■ **PROBLEM**:
After finding the line that contains "task = tag the tree-covered" in the material below, print that line and all subsequent lines exactly, up to and including the last.

════

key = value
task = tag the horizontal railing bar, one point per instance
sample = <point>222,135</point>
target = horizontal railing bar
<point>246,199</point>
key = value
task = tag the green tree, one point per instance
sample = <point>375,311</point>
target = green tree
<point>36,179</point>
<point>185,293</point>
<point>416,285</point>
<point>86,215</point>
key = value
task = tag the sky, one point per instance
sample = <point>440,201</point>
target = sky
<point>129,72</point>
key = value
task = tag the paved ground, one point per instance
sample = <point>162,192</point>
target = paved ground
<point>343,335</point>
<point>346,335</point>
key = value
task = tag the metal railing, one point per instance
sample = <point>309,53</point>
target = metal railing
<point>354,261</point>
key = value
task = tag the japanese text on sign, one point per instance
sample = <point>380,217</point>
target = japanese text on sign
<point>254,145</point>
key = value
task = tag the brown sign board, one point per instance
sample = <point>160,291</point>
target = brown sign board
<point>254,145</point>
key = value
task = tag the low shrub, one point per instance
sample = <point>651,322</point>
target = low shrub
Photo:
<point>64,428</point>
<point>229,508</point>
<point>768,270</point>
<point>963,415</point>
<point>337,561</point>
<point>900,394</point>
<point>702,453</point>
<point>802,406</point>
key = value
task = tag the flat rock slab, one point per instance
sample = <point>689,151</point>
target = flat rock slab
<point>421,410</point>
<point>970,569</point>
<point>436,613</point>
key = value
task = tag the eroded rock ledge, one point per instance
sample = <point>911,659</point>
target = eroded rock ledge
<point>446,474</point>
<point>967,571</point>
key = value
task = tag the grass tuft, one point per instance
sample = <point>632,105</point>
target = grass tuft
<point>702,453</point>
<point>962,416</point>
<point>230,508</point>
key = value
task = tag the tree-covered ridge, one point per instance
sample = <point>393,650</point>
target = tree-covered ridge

════

■ **ANSWER TO THE EXERCISE**:
task = tag the tree-covered ridge, one point per instance
sample = <point>393,650</point>
target = tree-covered ridge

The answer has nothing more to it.